### Exercise
Reproduce the material between the lines holding "Find red and" and "295;322;413;389", inclusive, requests included. Scale every bounding-box coordinate in the answers by 0.4 and round to whole numbers with halves going up, but leave the numbers in the requests unchanged.

* * * * *

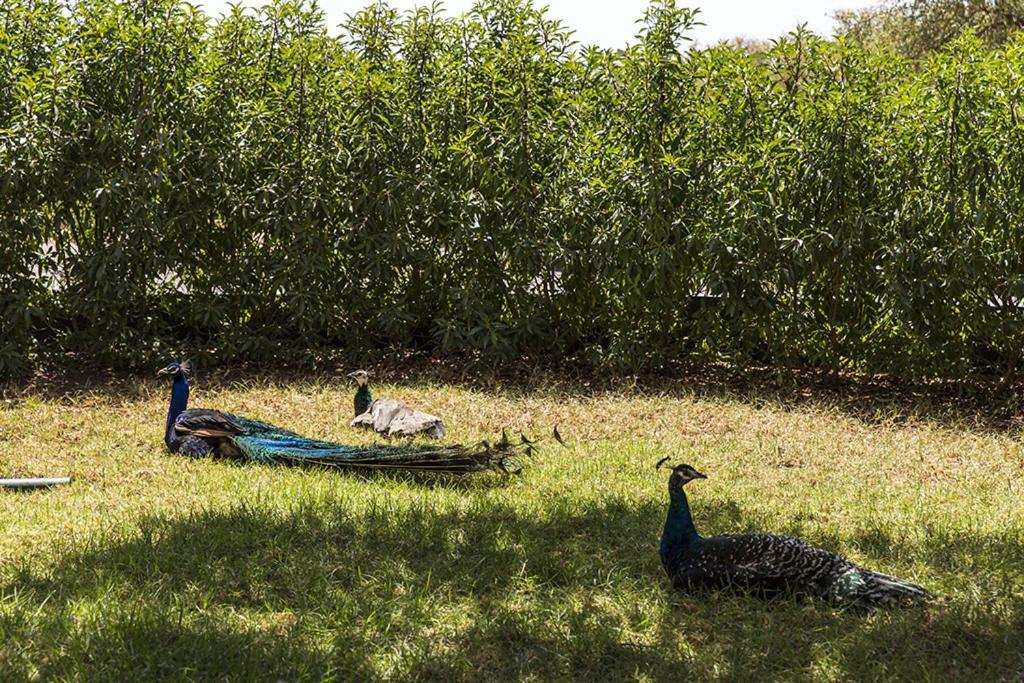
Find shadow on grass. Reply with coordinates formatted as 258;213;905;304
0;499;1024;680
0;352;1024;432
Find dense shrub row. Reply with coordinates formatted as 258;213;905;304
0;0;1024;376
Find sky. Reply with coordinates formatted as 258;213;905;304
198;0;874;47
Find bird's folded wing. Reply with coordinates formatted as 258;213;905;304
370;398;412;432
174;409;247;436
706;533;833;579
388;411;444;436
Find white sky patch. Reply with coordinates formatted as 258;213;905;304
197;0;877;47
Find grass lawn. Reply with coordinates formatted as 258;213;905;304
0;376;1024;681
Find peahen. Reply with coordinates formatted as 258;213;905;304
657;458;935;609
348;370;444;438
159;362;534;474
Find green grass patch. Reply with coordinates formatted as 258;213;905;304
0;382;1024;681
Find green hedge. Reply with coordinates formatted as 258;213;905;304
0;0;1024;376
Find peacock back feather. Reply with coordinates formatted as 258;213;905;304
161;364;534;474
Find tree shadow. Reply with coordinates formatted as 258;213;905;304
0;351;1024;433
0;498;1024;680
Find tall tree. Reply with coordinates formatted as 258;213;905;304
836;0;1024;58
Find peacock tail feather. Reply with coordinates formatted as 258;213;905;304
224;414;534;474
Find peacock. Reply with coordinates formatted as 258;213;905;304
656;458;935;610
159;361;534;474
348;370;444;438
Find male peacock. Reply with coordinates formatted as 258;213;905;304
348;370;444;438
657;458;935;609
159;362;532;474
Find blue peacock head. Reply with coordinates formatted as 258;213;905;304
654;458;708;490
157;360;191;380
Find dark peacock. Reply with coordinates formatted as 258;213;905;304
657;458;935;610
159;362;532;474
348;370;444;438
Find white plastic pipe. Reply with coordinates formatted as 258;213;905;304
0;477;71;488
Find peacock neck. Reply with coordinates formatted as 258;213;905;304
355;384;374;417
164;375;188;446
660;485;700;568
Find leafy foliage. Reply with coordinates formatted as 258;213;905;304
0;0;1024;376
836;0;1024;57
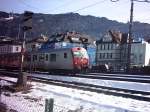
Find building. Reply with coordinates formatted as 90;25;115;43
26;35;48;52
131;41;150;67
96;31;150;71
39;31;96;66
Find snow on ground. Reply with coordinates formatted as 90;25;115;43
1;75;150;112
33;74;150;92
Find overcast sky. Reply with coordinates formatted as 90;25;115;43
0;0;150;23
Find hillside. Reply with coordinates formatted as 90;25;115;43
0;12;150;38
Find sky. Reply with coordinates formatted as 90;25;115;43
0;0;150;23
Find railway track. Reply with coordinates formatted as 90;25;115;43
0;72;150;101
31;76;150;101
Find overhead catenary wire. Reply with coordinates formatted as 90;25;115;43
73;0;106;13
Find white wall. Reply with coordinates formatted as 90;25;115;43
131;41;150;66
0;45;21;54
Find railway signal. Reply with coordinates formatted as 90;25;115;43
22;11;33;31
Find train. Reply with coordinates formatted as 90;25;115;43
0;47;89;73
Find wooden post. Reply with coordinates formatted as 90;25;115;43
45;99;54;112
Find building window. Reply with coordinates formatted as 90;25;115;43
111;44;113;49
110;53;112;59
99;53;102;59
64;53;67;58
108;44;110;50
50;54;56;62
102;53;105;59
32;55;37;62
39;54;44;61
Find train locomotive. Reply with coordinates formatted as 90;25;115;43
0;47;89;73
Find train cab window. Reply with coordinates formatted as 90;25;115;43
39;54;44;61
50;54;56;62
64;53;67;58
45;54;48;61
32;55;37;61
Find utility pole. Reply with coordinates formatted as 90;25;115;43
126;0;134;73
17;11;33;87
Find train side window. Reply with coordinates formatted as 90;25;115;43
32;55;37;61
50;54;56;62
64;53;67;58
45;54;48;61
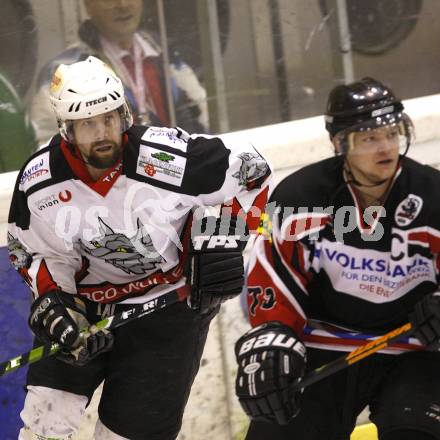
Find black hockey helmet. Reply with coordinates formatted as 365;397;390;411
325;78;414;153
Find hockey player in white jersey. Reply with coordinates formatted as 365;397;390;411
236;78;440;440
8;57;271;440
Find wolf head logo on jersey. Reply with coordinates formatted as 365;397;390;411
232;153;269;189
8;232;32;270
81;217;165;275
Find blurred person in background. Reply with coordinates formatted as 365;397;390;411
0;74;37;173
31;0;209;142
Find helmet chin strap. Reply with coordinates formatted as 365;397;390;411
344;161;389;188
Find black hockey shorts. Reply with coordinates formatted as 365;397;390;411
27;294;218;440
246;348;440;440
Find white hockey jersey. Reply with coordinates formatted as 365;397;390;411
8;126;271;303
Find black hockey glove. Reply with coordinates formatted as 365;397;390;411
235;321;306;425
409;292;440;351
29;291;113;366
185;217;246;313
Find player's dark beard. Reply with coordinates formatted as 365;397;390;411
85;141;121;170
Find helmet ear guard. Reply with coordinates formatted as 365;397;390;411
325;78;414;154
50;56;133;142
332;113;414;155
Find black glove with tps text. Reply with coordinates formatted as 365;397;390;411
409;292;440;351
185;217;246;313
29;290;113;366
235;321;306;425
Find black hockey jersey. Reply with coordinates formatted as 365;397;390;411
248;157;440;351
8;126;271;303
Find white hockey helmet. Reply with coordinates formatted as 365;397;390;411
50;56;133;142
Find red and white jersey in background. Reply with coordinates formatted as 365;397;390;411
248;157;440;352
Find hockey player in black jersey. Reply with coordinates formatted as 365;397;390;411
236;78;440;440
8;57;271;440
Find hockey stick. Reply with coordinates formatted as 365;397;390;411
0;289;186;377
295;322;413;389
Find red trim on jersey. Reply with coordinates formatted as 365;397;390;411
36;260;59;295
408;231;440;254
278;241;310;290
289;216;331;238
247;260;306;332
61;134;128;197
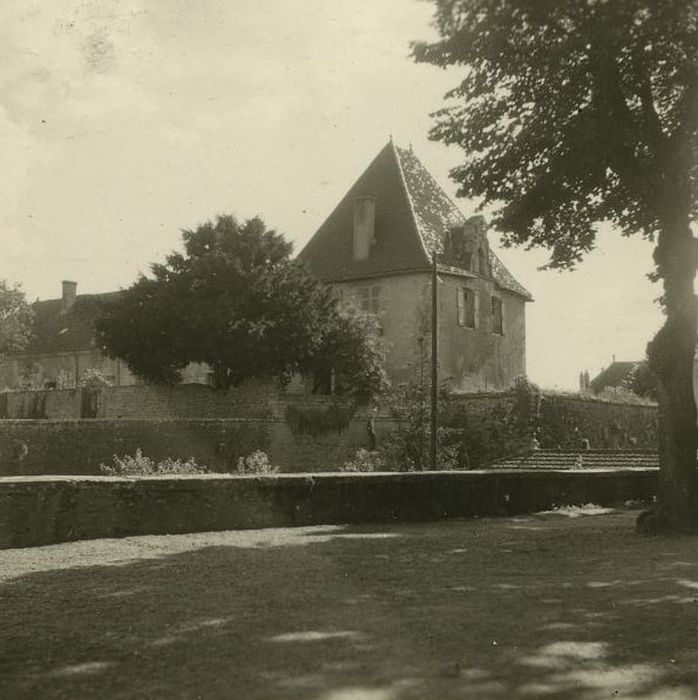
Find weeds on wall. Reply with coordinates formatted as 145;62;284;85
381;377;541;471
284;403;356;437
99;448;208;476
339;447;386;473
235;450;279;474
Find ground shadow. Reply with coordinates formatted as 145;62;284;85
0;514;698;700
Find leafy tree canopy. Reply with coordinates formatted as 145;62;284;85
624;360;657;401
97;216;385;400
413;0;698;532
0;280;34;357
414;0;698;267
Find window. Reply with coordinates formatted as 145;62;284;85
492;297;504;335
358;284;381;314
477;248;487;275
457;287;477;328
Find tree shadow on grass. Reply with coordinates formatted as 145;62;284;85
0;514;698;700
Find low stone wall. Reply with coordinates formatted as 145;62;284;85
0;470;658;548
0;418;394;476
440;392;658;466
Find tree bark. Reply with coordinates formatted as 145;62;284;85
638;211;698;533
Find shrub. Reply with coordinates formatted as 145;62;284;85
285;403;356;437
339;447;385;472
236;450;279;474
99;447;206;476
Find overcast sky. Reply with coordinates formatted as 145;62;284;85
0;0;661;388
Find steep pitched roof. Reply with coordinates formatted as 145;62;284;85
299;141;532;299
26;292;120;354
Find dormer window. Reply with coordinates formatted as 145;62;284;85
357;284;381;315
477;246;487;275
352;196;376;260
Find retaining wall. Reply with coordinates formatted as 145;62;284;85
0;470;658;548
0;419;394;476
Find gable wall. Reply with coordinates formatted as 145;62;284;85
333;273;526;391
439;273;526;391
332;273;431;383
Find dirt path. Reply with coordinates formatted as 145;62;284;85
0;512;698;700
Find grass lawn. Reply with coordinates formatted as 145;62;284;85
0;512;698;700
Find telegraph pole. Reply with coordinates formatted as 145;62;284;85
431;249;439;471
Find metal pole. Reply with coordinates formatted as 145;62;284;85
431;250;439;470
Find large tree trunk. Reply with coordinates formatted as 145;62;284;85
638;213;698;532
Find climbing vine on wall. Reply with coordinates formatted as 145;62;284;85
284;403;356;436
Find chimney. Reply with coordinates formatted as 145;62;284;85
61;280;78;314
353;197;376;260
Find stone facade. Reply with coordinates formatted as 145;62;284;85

* * * * *

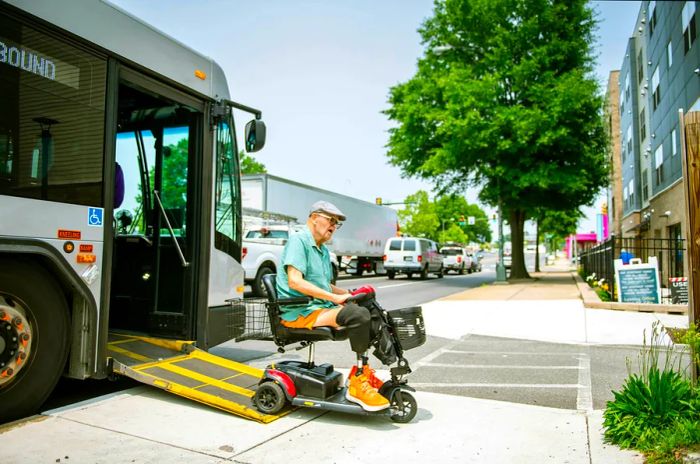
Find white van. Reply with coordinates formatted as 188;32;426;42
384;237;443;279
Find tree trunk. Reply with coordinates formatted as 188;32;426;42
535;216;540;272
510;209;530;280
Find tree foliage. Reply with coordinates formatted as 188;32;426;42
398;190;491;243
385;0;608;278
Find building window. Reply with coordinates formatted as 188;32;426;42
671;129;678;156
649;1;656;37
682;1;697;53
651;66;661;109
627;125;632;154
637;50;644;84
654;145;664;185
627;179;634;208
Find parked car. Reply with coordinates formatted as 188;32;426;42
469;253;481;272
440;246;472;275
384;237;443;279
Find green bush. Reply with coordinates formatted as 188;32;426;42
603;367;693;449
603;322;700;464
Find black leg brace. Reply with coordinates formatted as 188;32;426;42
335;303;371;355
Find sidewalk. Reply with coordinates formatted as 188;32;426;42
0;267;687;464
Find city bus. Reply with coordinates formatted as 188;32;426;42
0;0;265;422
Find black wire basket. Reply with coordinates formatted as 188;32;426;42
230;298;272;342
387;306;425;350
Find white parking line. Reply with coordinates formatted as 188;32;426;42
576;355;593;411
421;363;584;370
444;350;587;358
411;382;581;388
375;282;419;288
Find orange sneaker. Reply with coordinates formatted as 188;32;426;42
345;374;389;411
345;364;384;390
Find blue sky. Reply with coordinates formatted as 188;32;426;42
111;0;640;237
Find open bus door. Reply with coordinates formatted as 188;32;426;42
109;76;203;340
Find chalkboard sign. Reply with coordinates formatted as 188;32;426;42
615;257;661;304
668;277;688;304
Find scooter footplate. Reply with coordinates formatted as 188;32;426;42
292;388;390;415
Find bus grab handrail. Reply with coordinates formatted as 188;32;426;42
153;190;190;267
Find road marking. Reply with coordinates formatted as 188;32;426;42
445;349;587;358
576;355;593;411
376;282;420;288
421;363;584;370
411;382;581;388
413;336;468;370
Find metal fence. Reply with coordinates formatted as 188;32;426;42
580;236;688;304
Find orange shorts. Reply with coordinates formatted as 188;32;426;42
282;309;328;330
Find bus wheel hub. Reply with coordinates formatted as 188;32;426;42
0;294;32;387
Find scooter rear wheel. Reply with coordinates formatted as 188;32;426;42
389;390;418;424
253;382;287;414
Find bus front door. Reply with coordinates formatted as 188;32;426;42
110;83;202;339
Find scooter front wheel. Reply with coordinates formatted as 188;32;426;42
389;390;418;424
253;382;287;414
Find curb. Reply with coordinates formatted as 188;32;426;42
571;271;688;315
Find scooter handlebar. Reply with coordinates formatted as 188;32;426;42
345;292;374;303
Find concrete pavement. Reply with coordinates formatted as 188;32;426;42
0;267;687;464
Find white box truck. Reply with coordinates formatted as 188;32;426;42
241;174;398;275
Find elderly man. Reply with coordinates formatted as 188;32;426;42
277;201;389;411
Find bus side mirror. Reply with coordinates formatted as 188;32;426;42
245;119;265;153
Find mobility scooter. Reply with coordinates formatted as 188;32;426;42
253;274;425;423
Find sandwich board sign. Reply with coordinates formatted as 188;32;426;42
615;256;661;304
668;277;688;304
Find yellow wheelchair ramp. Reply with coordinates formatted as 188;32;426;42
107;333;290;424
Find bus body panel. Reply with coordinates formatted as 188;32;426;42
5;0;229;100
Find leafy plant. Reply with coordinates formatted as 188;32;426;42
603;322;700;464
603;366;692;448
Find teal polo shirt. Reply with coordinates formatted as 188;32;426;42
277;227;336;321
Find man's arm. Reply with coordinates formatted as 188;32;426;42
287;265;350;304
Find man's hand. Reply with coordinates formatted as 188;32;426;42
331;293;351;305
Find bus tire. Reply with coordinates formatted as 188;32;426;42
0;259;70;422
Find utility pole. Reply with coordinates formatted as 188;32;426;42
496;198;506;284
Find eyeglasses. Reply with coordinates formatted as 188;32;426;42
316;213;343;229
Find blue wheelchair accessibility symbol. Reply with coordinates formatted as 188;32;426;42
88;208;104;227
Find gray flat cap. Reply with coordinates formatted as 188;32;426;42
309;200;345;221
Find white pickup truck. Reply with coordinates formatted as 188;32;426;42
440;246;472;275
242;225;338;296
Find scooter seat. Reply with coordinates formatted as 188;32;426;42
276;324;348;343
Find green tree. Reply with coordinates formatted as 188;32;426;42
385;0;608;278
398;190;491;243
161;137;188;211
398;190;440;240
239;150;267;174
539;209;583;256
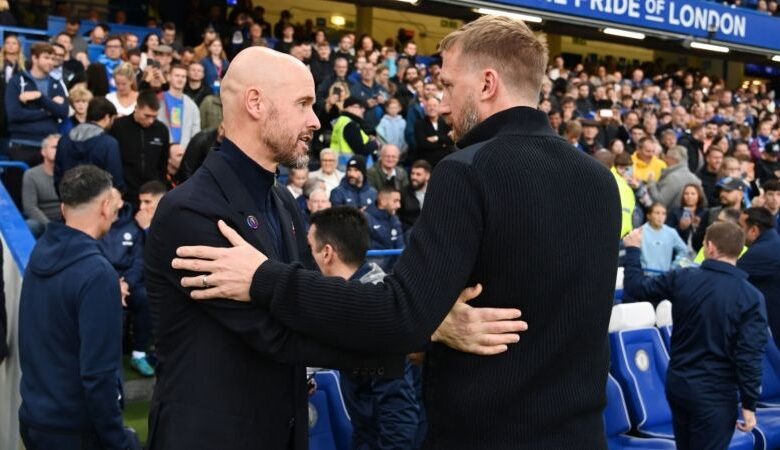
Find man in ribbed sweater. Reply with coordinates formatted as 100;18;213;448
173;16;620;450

* * * * *

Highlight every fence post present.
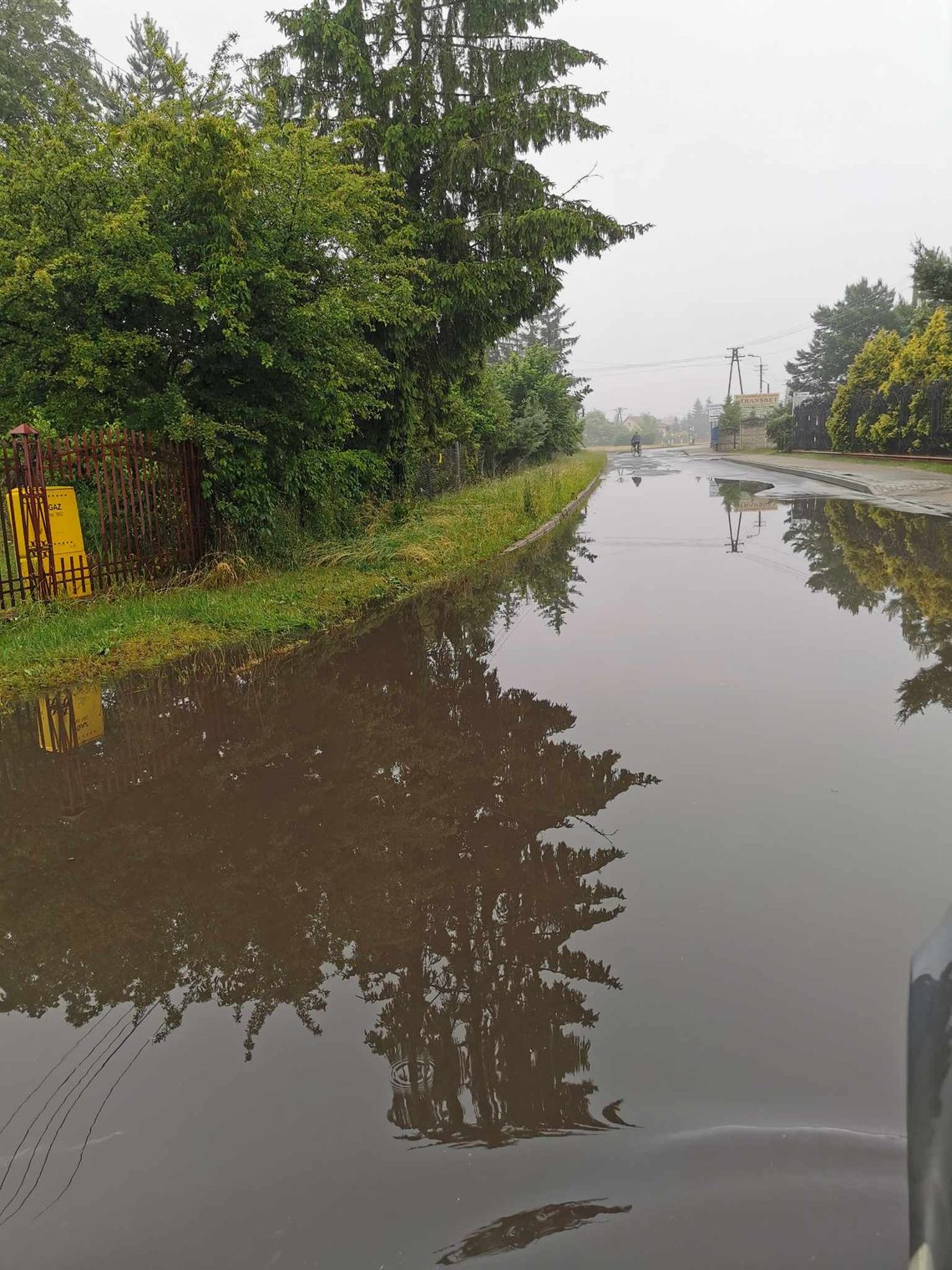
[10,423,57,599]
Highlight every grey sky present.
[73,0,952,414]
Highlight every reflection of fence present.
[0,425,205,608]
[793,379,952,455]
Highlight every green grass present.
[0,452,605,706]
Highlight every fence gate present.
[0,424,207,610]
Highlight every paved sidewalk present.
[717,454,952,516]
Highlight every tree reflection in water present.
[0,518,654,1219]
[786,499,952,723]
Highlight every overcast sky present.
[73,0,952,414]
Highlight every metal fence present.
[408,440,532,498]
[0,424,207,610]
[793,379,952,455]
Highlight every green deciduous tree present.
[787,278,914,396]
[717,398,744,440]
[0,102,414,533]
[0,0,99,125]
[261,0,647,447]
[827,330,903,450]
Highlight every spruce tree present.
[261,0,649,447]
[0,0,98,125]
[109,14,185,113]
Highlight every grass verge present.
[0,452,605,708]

* * * * *

### Solution below
Find red and white jersey in background. Reply with coordinates formatted as 365;397;390;411
99;63;176;141
Find hockey player in black jersey. Reply with coordinates formatted as 365;397;390;411
94;31;176;176
3;23;108;176
Find hockey stick. Reply with coordinates formatted as 365;397;390;411
0;116;74;151
118;129;165;156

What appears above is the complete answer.